**Document excerpt:**
The new studies looked for an association between AMD and rare gene variants—those found in less than one per every 100 people. The reason: to provide more specific clues to the underlying biology of the disease.
“Compared to common variants, rare variants are more likely have a larger impact on gene function and on the risk of disease,” said Anand Swaroop, Ph.D., chief of the Neurobiology, Neurodegeneration & Repair Laboratory at NEI.
Another motivation was to round out current knowledge of AMD’s heritability—which is the influence of genetics, as opposed to the environment, on disease risk. “The common gene variants that have been linked to AMD only explain about half its heritability. Rare variants can help fill in that gap and may point to new therapies,” said Johanna M. Seddon, M.D., Sc.M., a professor of ophthalmology and director of the Ophthalmic Epidemiology and Genetics Service at Tufts Medical Center in Boston.
Drs. Swaroop and Seddon were part of independent efforts to identify rare variants linked with AMD. Scientists at deCode Genetics in Reykjavik, Iceland led a third such effort. Each team used an approach called targeted sequencing, looking for variants within the code (or sequence) of select genes, rather than scanning the entire human genome as in past studies. Altogether, the studies examined DNA samples from more than 7,000 people with AMD and an even larger number of people without known AMD.

**Work instructions:** Transcribe the text on rare gene variants linked with AMD in full, word for word. The records that come next have no connection to the text about rare gene variants and AMD.

Records from a data collection:
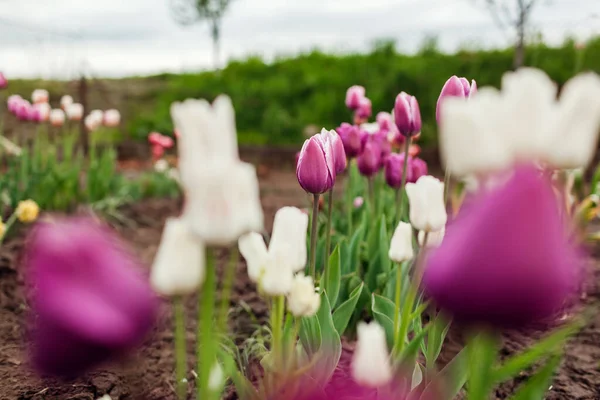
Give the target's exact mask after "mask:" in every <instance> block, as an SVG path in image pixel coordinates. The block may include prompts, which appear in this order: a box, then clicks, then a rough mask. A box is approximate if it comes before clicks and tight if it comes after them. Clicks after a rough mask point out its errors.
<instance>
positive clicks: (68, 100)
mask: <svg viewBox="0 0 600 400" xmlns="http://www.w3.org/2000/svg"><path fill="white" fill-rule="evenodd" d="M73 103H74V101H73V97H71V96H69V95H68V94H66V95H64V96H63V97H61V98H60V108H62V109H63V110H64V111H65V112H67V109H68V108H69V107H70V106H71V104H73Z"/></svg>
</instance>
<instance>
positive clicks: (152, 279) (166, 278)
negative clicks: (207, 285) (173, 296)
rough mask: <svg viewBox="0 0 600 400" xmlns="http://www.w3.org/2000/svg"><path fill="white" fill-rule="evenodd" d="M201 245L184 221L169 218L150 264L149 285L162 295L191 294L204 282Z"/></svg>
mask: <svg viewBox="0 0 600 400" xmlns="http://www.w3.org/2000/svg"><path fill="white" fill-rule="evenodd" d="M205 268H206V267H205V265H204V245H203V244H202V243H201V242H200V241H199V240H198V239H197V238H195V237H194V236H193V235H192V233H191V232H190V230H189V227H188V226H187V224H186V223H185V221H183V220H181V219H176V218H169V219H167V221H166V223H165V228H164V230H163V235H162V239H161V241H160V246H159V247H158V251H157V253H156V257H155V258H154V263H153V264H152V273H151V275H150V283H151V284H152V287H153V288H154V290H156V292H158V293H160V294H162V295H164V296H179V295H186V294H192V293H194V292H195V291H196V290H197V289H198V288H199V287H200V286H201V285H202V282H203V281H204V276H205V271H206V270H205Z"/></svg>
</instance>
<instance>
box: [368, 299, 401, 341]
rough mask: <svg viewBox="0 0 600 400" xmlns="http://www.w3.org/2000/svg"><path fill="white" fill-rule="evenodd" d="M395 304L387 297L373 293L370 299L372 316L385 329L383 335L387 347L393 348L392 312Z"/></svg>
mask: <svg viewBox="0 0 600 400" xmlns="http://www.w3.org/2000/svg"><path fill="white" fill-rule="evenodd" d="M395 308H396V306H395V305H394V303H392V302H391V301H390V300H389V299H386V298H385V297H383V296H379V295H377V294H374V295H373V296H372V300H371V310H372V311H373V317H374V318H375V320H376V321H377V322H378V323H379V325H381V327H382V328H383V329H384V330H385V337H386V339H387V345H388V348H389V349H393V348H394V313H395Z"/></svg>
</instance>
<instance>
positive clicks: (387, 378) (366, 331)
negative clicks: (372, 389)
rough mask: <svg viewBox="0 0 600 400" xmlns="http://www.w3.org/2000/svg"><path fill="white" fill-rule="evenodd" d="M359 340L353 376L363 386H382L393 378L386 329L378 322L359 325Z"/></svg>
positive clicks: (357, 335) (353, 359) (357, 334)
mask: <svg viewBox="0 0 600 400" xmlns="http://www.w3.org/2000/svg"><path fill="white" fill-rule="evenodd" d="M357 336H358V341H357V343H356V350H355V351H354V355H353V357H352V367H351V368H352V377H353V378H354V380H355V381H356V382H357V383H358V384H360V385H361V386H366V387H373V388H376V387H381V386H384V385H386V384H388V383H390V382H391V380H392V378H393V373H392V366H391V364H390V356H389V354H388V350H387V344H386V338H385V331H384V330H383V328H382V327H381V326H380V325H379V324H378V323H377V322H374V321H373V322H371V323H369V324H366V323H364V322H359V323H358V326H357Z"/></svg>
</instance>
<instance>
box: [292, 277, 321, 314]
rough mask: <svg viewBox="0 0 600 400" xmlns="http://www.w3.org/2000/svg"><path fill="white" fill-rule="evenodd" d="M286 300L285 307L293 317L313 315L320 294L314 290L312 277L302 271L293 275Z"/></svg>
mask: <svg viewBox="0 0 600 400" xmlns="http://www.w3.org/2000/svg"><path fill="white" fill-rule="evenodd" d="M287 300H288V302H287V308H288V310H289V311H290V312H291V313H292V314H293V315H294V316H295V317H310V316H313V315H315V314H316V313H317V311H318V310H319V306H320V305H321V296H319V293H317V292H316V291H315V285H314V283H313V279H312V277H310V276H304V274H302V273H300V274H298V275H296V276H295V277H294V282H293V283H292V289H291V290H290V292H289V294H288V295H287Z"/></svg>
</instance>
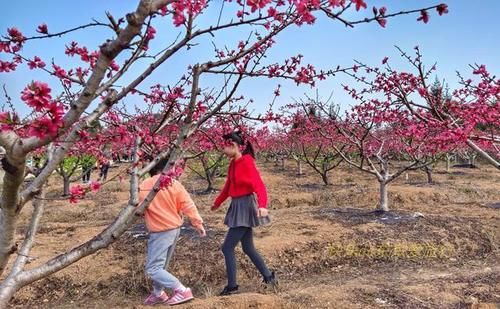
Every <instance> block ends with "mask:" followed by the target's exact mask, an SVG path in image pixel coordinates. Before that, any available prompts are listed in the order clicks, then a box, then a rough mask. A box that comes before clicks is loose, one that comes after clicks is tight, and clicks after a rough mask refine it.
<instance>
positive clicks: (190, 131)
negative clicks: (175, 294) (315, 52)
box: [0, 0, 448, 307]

**Response box:**
The new studies looked for an association between AMD and rare gene variants—those found in less than one per every 100 people. The reason: to provide more specific clues to the underlying biology of the disease.
“Compared to common variants, rare variants are more likely have a larger impact on gene function and on the risk of disease,” said Anand Swaroop, Ph.D., chief of the Neurobiology, Neurodegeneration & Repair Laboratory at NEI.
Another motivation was to round out current knowledge of AMD’s heritability—which is the influence of genetics, as opposed to the environment, on disease risk. “The common gene variants that have been linked to AMD only explain about half its heritability. Rare variants can help fill in that gap and may point to new therapies,” said Johanna M. Seddon, M.D., Sc.M., a professor of ophthalmology and director of the Ophthalmic Epidemiology and Genetics Service at Tufts Medical Center in Boston.
Drs. Swaroop and Seddon were part of independent efforts to identify rare variants linked with AMD. Scientists at deCode Genetics in Reykjavik, Iceland led a third such effort. Each team used an approach called targeted sequencing, looking for variants within the code (or sequence) of select genes, rather than scanning the entire human genome as in past studies. Altogether, the studies examined DNA samples from more than 7,000 people with AMD and an even larger number of people without known AMD.